— Begin SUPPLIED DATA —
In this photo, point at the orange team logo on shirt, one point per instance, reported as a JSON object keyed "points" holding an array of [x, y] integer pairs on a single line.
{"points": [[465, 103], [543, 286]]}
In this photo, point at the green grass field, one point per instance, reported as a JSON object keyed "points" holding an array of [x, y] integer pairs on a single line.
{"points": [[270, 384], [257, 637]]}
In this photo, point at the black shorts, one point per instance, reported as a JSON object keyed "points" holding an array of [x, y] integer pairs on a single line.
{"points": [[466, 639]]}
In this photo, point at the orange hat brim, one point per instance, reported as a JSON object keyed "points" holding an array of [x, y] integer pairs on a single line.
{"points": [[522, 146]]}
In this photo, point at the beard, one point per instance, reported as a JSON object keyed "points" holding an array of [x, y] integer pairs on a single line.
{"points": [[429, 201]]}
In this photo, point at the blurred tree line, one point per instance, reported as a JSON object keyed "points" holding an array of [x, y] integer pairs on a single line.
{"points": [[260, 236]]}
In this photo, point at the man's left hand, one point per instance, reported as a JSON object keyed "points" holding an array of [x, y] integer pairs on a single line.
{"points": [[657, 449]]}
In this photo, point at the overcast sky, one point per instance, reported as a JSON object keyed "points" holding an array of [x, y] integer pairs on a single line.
— End SUPPLIED DATA —
*SET TASK*.
Every line from the one containing "In this photo, point at the orange hat" through the last line of the entries must be written out verbatim, and no other line.

*FINISHED EXERCISE*.
In this photo, point at the orange hat brim, one point per instance, reported as a JSON object keyed "points" holding an array of [x, y] integer pairs on a single line.
{"points": [[522, 146]]}
In this photo, point at the beard, one point per instance, reported as a JSON object keyed "points" holding an array of [x, y] integer pairs on a single line.
{"points": [[429, 201]]}
In this photo, point at the blurred tree line, one point per instance, reported as a JSON object keyed "points" holding an array of [x, y] integer pairs on a single line.
{"points": [[260, 236]]}
In this photo, point at the man's left hand, one point per instance, reported as a JSON object keyed "points" holding an array of [x, y] integer pairs on a single line.
{"points": [[657, 449]]}
In this photo, point at the overcast sky, one point per instance, reported as a JSON object keyed "points" holding an array of [x, y] integer pairs on a single line.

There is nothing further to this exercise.